_BRIEF:_
Please answer from the passage about Carmen: what is the new comic book character called?

_TEXT SECTION:_

Though nobody else knows it, Carmen has begun work on creating her own character and stories.  Her hero is a woman, her powers not yet entirely defined.  As events transpire, a male co-worker gets an opportunity to pitch a new comic book series to the Triumph chief, but since her colleague is short of ideas, he comes to Carmen, whose knowledge of comics he apparently respects, to help him write it.  Can Carmen trust him?  What she does contribute, as she full well knows, she may not get credit for.  That’s the way of things in the business they’re in, the male-centered world they inhabit.  Her ambition wins out over her suspicion of his motives, and Carmen pulls together six complete comic book scripts she has been working on for some time.  Her colleague is astounded, and they brainstorm to flesh it out.  It seems as though Carmen will eventually be recognized as at least co-creator of a new character called The Legendary Lynx, but in a way all too plausible, her colleague gets the six scripts to their boss under his name only.  That Carmen was the main creative force behind the Legendary Lynx no one but her colleague and herself know.  Then her colleague is murdered, and a mystery blossoms, which Carmen needs to solve.  At stake: not only the truth behind the murder (which leads to other attacks), but also Carmen’s sense of herself as an artist, a woman, and just a plain human being.  Having a secret identity, being responsible from behind a mask or public face for something others admire, may be exciting and romantic in comic book characters like Batman or Superman, but when you’re a real live person who’s been denied credit for your work, it’s a different story.

Entries drawn from a collection
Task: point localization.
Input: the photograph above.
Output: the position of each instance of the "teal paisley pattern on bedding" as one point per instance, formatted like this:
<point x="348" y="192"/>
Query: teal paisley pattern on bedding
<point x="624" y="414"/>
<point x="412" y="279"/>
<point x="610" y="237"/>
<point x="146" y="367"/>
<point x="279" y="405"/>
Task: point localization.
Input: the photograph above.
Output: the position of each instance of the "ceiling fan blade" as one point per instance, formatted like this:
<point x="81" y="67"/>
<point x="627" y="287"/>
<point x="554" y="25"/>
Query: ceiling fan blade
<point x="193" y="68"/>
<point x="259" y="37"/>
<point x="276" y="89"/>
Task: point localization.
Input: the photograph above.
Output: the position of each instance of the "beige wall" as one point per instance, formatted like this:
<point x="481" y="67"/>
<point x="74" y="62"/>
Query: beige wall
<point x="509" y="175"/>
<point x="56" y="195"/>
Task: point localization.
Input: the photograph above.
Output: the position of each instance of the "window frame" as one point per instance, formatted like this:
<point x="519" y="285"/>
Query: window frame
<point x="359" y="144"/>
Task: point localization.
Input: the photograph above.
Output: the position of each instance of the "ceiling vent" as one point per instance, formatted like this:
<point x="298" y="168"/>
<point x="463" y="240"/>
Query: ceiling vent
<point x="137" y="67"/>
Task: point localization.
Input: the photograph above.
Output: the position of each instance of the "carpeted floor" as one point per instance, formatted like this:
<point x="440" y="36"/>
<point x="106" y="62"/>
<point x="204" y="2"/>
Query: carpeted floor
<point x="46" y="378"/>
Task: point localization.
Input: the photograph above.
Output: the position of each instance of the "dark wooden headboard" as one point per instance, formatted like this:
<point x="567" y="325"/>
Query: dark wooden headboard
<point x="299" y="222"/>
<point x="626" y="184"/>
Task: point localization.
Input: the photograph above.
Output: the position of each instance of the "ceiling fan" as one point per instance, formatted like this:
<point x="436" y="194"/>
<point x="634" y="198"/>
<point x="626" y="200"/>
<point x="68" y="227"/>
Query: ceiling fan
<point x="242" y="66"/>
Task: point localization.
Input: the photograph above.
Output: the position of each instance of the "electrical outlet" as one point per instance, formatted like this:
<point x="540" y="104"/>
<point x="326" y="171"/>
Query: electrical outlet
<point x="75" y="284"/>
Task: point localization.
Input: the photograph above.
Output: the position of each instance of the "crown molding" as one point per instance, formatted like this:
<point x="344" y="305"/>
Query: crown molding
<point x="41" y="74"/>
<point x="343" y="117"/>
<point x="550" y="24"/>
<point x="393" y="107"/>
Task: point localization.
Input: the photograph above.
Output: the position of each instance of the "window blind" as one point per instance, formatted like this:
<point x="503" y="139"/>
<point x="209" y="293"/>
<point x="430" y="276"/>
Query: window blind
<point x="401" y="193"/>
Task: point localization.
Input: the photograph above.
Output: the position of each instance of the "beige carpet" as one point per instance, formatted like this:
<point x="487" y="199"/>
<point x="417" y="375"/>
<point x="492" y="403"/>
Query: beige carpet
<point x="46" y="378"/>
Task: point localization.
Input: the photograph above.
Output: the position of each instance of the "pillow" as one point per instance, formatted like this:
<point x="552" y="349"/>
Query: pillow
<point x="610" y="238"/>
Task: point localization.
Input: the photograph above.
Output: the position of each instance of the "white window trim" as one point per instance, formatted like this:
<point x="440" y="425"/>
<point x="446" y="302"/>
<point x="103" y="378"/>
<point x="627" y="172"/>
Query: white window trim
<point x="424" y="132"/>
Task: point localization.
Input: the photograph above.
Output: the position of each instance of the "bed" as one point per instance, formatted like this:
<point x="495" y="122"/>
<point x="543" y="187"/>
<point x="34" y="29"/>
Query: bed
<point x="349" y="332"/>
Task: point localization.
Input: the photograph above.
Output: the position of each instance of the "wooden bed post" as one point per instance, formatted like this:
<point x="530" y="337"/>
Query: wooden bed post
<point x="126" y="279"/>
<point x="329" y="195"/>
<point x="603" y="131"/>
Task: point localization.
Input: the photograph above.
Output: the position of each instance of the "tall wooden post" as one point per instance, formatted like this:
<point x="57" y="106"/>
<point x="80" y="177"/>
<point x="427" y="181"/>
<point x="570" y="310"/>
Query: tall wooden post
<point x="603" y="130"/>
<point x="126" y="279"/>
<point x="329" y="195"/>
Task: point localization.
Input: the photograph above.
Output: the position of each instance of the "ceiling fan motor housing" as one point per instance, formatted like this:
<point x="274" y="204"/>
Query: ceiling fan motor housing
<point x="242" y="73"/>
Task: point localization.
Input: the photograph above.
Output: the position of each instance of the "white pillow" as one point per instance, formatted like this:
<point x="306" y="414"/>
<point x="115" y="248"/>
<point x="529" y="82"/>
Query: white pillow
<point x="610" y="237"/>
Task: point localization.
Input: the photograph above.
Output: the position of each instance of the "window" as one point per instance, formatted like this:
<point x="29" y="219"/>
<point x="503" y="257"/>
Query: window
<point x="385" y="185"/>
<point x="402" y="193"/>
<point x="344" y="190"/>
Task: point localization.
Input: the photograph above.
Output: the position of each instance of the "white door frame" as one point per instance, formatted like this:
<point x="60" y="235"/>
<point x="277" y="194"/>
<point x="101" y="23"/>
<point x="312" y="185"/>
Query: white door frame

_SOLUTION TO THIS PROBLEM:_
The Legendary Lynx